WRITTEN INSTRUCTION 1:
Answer these questions about the forum thread on the DuPont schedule:
(a) For how many years has the first poster been working the DuPont schedule?
(b) What job does bubbas kenner say they held for most of their 20 years?
(c) What share of longhorns13's friends work for chemical companies?
WRITTEN INSTRUCTION 2:
Convert the part of the records that opens with the line containing "Check that each instance of the outdoor" and closes with the line containing "<point>229,218</point>" into a JSON list of strings, one string per line, with blank lines omitted.

--- Begin DOCUMENT EXTRACT ---

Been working the DuPont schedule for 32 years....I work for DuPont so I don't get a choice


----------



## rippin lips (Jan 8, 2005)

Everyone has thier choice. I have worked all shift, now back on Dupont and LOVE it better than all. On 7 days off there is always OT you might not think so ,but it shows up. Vacation week each month. I am on Long change now.Just my 2 cents


----------



## Kenner21 (Aug 25, 2005)

I've worked both and I prefer Dupont over 4 on 4 off.


----------



## jjtroutkiller (Jan 28, 2005)

JWHITE said:


> On a 4X4 schedule you can have 12 days off ANY time you take vacation.


This is my opinion as well, so far I have not read ANY reason to go to the Dupont schedule. If I dont want to work any overtime then I am off every four days, but if I decide to work all of my off days then it is four days OT along with a double time day instead of maybe one or two days OT.


----------



## sweenyite (Feb 22, 2009)

I like the DuPont schedule. That seven days in a row off once a month is hard to beat! It goes by quick though.


----------



## longhorns13 (Aug 22, 2006)

I haven't heard the Dupont sch. rumor yet. 90% of my friends work for chemical companies and do some sort of shift work. I hear the Dupont is great, the only draw back is they get really bored when they are off and start blowing through money!! Personally I like the stability of 4 on 4 off!!


----------



## jimymac1 (May 30, 2011)

*Trying to get...*

I am trying to get a schedule change at work. We are currently working DDDDDDOAAAAAAAOOMMMMMMMOOOO 8 hours a day. I hate it!!! I am torn between whether to pursue 4 on 4 off or the Dupont schedule. Also, how do you work out call offs and vacation days? How many hours do get paid per vacation day? We have a contract coming up and I need to pitch a pretty strong proposal to get this changed seeing that we need 70% vote. Also, right now we get paid OT for anything over 8 hours, with one of these schedules, will we have to give that up and just get OT over 40 Hrs? I know its a lot of questions, sorry.


----------



## bubbas kenner (Sep 4, 2010)

dupont schedule rocks ,i love it for most of my 20 years as an extruder operator.We are now going to a 3 2 2 3 shift and am not happy but will still be on the bay in the miidle of the week.Both shifts are 36 hours one week and 48 hours the next 2 week ends off and work 2 week ends .


----------



## jaime1982 (Aug 25, 2009)

Im on dupont now for 3 or so years and love it! nights are great and its really hard to beat the 7 days off every month! OT is slow here and im not obligated to work on my 7. The bay is soooo much nicer mon--thurs too.


----------



## C.Hern5972 (Jul 17, 2009)

--- End DOCUMENT EXTRACT ---
--- Begin RAW DATA ---

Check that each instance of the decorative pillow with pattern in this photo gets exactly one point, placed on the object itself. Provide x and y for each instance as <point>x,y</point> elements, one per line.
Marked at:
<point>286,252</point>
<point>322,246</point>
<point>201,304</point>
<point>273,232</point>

--- End RAW DATA ---
--- Begin RAW DATA ---

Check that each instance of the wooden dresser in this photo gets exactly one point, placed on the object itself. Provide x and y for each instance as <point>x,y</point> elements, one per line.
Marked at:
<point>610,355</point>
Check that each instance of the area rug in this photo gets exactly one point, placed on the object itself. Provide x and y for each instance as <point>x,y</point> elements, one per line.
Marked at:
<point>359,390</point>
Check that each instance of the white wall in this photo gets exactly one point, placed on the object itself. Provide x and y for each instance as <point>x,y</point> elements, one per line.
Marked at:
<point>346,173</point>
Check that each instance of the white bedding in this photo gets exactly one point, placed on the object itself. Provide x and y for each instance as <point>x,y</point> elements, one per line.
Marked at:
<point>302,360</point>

--- End RAW DATA ---
--- Begin RAW DATA ---

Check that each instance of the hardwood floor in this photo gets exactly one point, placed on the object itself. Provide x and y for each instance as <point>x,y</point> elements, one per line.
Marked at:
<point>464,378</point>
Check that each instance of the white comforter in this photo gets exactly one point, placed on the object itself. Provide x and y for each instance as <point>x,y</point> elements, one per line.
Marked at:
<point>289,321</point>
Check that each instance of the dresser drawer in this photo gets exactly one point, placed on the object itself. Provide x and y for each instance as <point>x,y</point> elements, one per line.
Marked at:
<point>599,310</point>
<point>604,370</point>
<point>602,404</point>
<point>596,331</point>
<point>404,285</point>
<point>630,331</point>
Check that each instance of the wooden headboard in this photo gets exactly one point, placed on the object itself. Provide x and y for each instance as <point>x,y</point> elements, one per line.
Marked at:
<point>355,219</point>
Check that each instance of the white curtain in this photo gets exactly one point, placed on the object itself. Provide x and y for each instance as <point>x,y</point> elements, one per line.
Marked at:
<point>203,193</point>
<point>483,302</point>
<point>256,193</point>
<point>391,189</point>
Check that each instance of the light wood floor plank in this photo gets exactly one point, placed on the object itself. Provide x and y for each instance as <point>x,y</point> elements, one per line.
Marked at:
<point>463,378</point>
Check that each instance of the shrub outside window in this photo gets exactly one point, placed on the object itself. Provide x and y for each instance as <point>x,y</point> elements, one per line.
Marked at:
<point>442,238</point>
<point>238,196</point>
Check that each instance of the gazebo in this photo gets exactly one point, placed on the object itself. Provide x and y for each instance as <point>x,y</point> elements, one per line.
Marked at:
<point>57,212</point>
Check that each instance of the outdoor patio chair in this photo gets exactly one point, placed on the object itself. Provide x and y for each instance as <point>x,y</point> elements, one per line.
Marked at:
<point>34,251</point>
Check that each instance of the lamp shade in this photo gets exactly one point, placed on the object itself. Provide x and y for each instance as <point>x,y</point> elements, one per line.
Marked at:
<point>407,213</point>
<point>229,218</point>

--- End RAW DATA ---

RESPONSE 1:
(a) 32 years
(b) Extruder operator
(c) 90%

RESPONSE 2:
[
  "Check that each instance of the outdoor patio chair in this photo gets exactly one point, placed on the object itself. Provide x and y for each instance as <point>x,y</point> elements, one per line.",
  "Marked at:",
  "<point>34,251</point>",
  "Check that each instance of the lamp shade in this photo gets exactly one point, placed on the object itself. Provide x and y for each instance as <point>x,y</point> elements, one per line.",
  "Marked at:",
  "<point>407,213</point>",
  "<point>229,218</point>"
]